** What you need to do **
Transcribe the passage on sperm anatomy from "ANATOMY OF A" up to and including "germ cell loss.".

ANATOMY OF A SPERM
The mature spermatozoon is an elaborate, specialized cell produced in massive quantity, up to 1200 per second. Spermatogenesis begins when Type B spermatogonia divide mitotically to produce diploid primary spermatocytes (2n), which then duplicate their DNA during interphase. After a meiotic division, each daughter cell contains one partner of the homologous chromosome pair, and they are called secondary spermatocytes (2n). These cells rapidly enter a second meiotic division in which the chromatids then separate at the centromere to yield haploid early-round spermatids (n). Thus, theoretically, each primary spermatocyte yields four spermatids, although fewer actually result, as the complexity of meiosis is associated with germ cell loss.
The process by which spermatids become mature spermatozoa within the
Sertoli cell takes several weeks and consists of several events: the acrosome
is formed from the Golgi apparatus; a flagellum is constructed from the
centriole; mitochondria reorganize around the midpiece; the nucleus is
compacted to about 10% of its former size; and residual cell cytoplasm is
eliminated. With completion of spermatid elongation, the Sertoli cell cytoplasm
retracts around the developing sperm, stripping it of unnecessary cytoplasm and
extruding the sperm into the tubule lumen. The mature sperm has remarkably
little cytoplasm.
The human spermatozoon is approximately 60 µm in length and is divided
into three anatomic sections: head, neck, and tail. The oval sperm head, about
4.5 µm long and 3 m wide, consists of a nucleus containing highly compacted
chromatin, and an acrosome, a membrane bound organelle
harboring the enzymes required for penetration of the outer vestments of the
egg before fertilization. The sperm neck maintains the connection between the
sperm head and tail. It consists of the connecting piece and proximal
centriole. The axonemal complex extends from the proximal centriole through the
sperm tail. The tail harbors the midpiece, principal piece, and endpiece. The
midpiece is 7 to 8 µm long and is the most proximal segment of the tail, terminating
in the annulus. It contains the axoneme, which is the 9 +2 microtubule arrangement, and surrounding outer dense fibers. It also
contains the mitochondrial sheath helically arranged around the outer dense
fibers. The outer dense fibers, rich in disulfide bonds, are not contractile
proteins but are thought to provide the sperm tail with the elastic rigidity
necessary for progressive motility. Similar in structure to the midpiece, the
principal piece has several columns of outer dense fibers that are replaced by
the fibrous sheath. The fibrous sheath consists of longitudinal columns
and transverse ribs. The sperm terminates in the endpiece, the most distal
segment of sperm tail, which contains axonemal structures and the fibrous
sheath. Except for the end-piece region, the spermatozoon is enveloped by a
highly specialized plasma membrane that regulates the trans-membrane movement of ions and other molecules.

Stored data entries
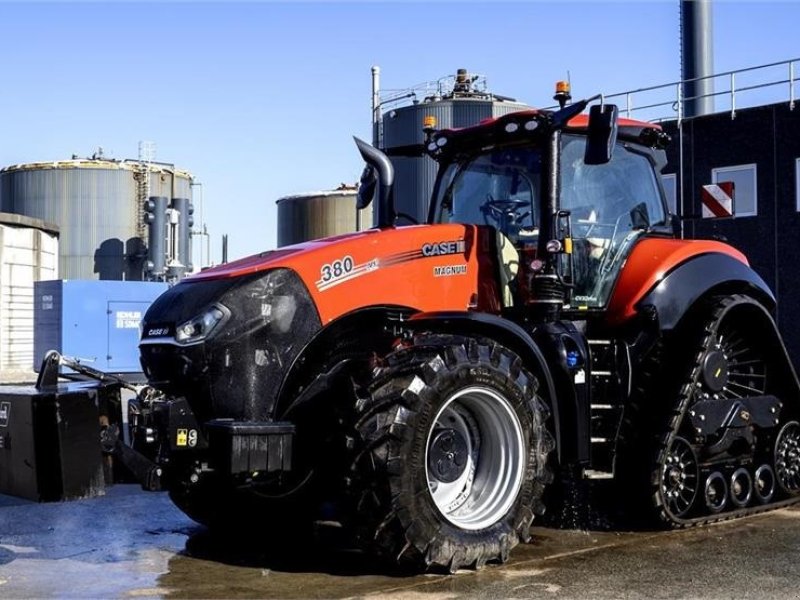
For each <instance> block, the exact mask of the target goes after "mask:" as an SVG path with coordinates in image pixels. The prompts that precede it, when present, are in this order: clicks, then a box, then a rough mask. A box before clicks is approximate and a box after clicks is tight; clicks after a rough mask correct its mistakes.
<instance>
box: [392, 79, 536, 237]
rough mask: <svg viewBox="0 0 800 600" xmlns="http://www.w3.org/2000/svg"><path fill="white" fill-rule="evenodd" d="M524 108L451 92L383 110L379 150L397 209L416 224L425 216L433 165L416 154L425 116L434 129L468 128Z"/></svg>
mask: <svg viewBox="0 0 800 600" xmlns="http://www.w3.org/2000/svg"><path fill="white" fill-rule="evenodd" d="M527 108H529V107H528V106H527V105H525V104H521V103H519V102H512V101H509V100H498V99H497V97H496V96H491V95H489V94H486V95H483V96H482V97H477V95H476V94H469V95H468V96H467V97H459V95H458V94H457V93H454V94H453V95H452V96H451V97H449V98H447V99H444V100H440V99H438V98H435V97H434V98H432V99H427V100H426V101H425V102H421V103H418V104H411V105H409V106H403V107H401V108H396V109H393V110H390V111H388V112H386V113H385V114H384V115H383V148H382V149H383V151H384V152H386V153H387V154H388V155H389V158H390V159H391V161H392V165H394V169H395V184H394V202H395V208H396V210H397V212H398V213H404V214H406V215H409V216H411V217H412V218H414V219H415V220H416V221H418V222H420V223H421V222H424V221H425V220H426V219H427V217H428V205H429V203H430V197H431V193H432V192H433V183H434V181H435V179H436V170H437V165H436V162H435V161H434V160H433V159H431V158H429V157H428V156H424V155H423V156H419V153H420V152H421V150H422V148H423V144H424V142H425V133H424V131H423V130H422V126H423V119H424V118H425V117H427V116H433V117H435V118H436V128H437V129H450V128H456V127H470V126H472V125H477V124H478V123H479V122H481V121H483V120H484V119H488V118H491V117H499V116H501V115H505V114H507V113H510V112H516V111H520V110H525V109H527ZM400 222H401V223H402V222H404V221H402V220H401V221H400ZM405 222H407V221H405Z"/></svg>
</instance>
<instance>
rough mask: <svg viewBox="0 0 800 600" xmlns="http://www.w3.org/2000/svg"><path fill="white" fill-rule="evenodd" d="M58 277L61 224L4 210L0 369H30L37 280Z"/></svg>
mask: <svg viewBox="0 0 800 600" xmlns="http://www.w3.org/2000/svg"><path fill="white" fill-rule="evenodd" d="M57 278H58V227H57V226H55V225H53V224H50V223H45V222H44V221H42V220H40V219H31V218H29V217H24V216H21V215H12V214H7V213H0V371H3V372H6V371H16V370H20V371H30V367H31V364H32V362H33V282H34V281H42V280H48V279H57Z"/></svg>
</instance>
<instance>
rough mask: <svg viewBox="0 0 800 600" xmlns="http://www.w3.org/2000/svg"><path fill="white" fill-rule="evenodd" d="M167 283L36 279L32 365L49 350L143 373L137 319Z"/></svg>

** Answer section **
ANATOMY OF A SPERM
The mature spermatozoon is an elaborate, specialized cell produced in massive quantity, up to 1200 per second. Spermatogenesis begins when Type B spermatogonia divide mitotically to produce diploid primary spermatocytes (2n), which then duplicate their DNA during interphase. After a meiotic division, each daughter cell contains one partner of the homologous chromosome pair, and they are called secondary spermatocytes (2n). These cells rapidly enter a second meiotic division in which the chromatids then separate at the centromere to yield haploid early-round spermatids (n). Thus, theoretically, each primary spermatocyte yields four spermatids, although fewer actually result, as the complexity of meiosis is associated with germ cell loss.